Exercise description:
In the material below, find the line that contains "Where can the assault" and the line that contains "Where can the pink poppy", then write out exactly those two lines and everything between them.

Records shown:

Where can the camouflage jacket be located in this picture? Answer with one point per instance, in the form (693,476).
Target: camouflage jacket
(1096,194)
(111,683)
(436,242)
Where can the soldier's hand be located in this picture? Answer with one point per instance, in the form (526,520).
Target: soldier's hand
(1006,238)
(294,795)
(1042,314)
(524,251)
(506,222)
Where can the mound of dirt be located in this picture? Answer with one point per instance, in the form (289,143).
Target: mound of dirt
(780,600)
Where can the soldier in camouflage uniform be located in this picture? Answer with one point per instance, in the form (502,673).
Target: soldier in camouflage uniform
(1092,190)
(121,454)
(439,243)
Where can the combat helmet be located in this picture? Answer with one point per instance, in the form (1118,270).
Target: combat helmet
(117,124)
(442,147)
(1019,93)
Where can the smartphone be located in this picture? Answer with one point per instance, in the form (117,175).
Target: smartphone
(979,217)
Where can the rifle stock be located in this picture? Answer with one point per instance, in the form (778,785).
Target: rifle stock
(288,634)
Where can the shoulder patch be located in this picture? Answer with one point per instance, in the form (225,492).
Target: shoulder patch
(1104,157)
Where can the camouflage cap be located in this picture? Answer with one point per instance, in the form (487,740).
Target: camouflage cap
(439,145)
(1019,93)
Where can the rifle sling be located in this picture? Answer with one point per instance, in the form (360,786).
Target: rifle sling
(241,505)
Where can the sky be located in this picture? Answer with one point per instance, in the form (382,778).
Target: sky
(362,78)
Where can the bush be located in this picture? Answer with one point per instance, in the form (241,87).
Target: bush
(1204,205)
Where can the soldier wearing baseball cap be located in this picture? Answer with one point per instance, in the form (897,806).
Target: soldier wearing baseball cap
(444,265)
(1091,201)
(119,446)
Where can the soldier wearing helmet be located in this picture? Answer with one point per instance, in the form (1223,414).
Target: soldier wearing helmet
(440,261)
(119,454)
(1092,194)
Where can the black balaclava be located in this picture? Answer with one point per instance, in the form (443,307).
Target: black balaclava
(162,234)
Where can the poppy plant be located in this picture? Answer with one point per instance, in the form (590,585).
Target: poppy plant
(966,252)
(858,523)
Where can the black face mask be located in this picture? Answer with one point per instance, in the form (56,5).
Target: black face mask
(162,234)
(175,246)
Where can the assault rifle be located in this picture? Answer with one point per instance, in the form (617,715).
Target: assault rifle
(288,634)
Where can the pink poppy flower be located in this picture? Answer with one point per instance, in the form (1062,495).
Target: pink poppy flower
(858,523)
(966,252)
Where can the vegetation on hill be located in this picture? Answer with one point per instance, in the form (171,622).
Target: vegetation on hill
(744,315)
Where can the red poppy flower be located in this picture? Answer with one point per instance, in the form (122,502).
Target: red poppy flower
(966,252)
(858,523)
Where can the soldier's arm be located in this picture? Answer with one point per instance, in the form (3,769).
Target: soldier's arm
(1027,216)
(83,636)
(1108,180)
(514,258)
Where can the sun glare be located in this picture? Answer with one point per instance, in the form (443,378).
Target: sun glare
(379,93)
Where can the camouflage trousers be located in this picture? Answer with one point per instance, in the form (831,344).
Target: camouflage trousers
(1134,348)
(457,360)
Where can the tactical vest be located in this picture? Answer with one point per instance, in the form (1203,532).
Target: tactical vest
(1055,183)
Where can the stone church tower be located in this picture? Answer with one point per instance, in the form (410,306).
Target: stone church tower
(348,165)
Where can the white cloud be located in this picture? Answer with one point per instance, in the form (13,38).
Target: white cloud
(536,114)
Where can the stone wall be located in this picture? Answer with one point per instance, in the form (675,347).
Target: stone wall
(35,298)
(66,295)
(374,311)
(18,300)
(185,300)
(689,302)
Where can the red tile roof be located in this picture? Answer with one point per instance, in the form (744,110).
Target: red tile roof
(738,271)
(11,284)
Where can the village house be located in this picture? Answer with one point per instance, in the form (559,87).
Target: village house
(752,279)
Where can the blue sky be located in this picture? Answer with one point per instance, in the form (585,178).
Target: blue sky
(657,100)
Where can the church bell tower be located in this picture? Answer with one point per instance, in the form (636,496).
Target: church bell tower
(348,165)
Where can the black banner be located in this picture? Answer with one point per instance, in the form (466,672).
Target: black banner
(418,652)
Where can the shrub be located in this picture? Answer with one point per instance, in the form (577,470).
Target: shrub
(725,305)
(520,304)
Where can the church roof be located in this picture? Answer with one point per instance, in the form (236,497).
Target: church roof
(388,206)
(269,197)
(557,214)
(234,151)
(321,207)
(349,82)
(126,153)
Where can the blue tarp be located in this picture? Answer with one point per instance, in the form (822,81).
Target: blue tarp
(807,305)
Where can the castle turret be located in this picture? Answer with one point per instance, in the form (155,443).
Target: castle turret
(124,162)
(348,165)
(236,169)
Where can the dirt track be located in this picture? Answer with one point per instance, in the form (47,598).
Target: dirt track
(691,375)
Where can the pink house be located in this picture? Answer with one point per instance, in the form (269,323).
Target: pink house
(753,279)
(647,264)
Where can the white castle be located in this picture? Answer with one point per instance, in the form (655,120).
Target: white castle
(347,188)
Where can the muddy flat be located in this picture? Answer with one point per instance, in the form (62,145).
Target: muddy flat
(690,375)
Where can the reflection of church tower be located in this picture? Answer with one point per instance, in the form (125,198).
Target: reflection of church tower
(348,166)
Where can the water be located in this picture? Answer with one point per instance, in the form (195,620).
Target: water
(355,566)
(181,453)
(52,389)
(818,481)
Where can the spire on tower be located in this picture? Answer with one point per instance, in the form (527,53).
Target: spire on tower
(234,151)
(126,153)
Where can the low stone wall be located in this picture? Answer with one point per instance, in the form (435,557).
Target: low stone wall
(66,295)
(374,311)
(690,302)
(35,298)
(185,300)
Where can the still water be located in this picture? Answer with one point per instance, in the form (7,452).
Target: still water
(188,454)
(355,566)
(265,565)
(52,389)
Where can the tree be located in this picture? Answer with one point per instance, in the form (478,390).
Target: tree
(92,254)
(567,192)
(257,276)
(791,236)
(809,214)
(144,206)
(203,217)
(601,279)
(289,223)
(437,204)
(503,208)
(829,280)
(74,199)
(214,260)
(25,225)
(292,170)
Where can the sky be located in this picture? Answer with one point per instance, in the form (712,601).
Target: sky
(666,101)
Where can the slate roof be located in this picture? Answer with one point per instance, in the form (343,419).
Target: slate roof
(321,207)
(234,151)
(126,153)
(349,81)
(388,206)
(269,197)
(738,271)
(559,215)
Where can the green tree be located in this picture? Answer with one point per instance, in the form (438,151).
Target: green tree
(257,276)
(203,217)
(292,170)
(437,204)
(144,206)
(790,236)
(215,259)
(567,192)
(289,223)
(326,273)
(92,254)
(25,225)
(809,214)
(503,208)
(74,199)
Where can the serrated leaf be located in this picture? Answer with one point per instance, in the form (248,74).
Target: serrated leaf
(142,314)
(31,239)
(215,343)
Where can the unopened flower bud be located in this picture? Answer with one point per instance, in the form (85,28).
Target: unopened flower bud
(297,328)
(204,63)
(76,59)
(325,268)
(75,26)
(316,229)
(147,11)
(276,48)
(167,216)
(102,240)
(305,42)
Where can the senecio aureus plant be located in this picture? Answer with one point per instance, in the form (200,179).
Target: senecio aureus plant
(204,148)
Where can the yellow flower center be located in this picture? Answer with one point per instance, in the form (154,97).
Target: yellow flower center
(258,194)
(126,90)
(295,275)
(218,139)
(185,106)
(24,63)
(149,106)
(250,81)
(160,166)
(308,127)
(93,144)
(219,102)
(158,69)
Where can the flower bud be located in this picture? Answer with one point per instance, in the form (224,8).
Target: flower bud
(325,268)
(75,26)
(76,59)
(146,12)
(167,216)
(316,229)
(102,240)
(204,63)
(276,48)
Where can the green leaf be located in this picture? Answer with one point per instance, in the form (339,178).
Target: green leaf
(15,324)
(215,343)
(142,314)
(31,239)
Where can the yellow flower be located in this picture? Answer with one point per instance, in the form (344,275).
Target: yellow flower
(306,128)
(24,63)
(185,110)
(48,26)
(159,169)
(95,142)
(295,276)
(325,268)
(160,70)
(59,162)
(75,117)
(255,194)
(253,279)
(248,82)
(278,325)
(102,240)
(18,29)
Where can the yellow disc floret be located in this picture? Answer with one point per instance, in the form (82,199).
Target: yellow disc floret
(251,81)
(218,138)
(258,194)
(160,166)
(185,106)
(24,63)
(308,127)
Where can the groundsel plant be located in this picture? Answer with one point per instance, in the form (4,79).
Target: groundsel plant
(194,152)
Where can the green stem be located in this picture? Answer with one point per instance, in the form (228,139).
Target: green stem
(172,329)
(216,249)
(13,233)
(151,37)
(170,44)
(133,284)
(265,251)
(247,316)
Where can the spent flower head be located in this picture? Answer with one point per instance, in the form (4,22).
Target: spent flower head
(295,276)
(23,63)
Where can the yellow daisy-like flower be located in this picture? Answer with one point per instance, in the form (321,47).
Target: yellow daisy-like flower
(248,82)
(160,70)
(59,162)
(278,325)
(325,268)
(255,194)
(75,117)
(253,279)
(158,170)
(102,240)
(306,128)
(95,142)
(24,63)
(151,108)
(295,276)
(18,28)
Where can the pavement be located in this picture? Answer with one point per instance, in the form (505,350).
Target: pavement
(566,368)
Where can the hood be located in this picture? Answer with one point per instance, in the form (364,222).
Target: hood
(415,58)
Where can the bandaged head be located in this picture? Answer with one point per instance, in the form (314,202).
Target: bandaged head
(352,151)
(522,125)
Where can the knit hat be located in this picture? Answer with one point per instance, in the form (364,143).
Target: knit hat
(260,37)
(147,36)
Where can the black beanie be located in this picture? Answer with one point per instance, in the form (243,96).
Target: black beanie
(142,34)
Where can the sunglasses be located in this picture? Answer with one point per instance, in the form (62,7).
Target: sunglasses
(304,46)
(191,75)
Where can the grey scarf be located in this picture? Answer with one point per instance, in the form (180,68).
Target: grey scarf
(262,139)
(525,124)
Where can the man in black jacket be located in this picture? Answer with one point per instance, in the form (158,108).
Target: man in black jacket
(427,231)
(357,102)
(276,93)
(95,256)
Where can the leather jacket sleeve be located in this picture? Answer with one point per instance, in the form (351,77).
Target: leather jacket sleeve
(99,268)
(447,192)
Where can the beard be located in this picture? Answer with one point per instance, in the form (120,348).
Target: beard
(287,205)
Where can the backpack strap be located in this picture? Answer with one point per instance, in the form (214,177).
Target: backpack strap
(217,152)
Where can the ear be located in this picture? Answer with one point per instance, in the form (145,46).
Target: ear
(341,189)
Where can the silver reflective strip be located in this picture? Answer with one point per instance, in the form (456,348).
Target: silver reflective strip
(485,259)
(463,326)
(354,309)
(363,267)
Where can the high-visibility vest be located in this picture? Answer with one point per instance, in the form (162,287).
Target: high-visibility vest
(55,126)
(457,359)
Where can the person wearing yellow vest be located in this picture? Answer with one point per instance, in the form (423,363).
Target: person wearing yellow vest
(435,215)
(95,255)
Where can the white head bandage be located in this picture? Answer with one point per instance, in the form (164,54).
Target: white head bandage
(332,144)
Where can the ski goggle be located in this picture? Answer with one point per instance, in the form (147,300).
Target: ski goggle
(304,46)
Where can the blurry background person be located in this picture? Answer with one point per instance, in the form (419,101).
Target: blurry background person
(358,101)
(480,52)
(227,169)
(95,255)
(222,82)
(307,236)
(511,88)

Answer section:
Where can the assault rifle be located in this picture? Answer with one point per instance, in the form (617,715).
Target: assault rifle
(288,634)
Where can the pink poppy flower be located in this picture? Answer with one point per instance, in the form (1062,495).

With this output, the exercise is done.